Data listing:
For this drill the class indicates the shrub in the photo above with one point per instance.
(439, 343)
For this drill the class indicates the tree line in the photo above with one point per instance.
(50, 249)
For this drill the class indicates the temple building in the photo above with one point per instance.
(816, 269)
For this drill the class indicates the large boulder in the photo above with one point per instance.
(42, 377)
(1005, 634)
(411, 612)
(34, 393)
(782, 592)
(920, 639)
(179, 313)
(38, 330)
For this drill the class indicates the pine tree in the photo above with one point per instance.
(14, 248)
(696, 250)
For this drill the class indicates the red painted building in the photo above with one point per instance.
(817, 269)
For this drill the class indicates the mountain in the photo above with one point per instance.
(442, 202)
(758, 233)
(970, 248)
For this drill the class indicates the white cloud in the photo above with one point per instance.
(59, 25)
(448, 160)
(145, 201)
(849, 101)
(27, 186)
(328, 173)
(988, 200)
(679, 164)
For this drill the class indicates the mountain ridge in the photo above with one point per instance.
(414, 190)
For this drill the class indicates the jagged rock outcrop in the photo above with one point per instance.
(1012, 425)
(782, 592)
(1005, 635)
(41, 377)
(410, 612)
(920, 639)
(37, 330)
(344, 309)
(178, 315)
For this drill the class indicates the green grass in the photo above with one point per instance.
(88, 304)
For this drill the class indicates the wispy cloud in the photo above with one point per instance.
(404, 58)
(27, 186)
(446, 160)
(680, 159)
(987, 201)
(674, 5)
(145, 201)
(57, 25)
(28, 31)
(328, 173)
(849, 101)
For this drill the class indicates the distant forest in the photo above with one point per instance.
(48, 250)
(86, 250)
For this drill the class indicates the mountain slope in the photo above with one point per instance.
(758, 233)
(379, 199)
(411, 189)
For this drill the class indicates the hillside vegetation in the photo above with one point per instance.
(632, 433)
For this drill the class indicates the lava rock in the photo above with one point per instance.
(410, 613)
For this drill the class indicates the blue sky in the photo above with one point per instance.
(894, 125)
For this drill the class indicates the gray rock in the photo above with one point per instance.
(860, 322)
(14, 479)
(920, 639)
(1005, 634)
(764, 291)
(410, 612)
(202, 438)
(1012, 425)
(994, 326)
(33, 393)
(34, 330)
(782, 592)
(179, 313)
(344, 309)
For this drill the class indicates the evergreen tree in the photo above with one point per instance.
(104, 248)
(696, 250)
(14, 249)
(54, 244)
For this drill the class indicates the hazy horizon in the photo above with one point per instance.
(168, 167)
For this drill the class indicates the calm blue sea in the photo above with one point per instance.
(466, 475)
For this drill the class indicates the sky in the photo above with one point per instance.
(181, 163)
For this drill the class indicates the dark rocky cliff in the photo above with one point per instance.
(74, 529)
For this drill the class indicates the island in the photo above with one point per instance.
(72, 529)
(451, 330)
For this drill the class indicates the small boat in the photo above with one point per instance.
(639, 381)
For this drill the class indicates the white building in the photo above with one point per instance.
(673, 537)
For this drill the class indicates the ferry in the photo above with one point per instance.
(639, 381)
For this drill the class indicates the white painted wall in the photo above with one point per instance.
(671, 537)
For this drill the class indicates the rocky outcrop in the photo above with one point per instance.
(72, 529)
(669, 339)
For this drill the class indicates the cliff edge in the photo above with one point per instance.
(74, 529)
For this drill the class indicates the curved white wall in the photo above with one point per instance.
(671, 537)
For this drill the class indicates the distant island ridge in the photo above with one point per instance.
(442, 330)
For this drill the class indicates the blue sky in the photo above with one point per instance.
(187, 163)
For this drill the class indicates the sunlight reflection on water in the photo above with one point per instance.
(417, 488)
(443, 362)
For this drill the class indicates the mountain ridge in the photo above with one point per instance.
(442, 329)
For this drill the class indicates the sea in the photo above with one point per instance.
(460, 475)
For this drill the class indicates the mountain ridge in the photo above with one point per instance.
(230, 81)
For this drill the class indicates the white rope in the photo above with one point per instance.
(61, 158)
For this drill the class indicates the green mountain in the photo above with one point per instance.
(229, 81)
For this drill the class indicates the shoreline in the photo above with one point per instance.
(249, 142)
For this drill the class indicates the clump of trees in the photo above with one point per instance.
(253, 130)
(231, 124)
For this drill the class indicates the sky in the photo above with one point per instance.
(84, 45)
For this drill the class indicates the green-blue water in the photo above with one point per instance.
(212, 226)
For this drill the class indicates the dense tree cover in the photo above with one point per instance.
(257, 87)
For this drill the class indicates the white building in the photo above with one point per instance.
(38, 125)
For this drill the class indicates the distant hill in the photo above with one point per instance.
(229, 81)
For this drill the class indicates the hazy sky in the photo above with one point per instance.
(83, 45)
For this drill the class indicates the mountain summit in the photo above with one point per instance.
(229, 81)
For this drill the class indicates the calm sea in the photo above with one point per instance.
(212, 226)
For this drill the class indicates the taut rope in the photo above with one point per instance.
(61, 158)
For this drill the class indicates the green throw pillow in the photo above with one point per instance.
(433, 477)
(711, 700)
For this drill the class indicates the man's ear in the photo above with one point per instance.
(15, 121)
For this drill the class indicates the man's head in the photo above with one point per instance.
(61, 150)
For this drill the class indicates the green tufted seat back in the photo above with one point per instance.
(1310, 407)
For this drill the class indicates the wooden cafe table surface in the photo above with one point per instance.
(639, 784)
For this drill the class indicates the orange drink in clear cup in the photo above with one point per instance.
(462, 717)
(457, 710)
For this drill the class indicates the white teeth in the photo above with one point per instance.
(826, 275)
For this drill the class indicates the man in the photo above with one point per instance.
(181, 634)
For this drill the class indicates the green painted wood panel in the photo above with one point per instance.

[Instructions for the task] Give the lines exactly as they stand, from the line with "For this drill the class indicates the green throw" through the end of the material.

[Task answer]
For this drill the class indicates the green throw pillow in the photo above with one point per instance.
(433, 477)
(711, 700)
For this drill the class indicates the man's ear in the photo above with one point per instance.
(15, 121)
For this drill the class indicates the man's head in the photo above with one point per instance.
(61, 150)
For this drill the class indicates the green tufted seat back in the photo above with one point per instance.
(1310, 407)
For this drill the class indicates the wooden cafe table surface in the photo above with one point per instance.
(639, 784)
For this drill the class indicates the orange drink in clear cup in the photo above with one point per instance.
(462, 717)
(457, 710)
For this drill the class indicates the white teeth in the photo above with one point per instance.
(826, 275)
For this drill the class indicates the man in the photo above with one point per instance.
(181, 634)
For this drill the class indicates the green painted wood panel in the photo above with one point per instance.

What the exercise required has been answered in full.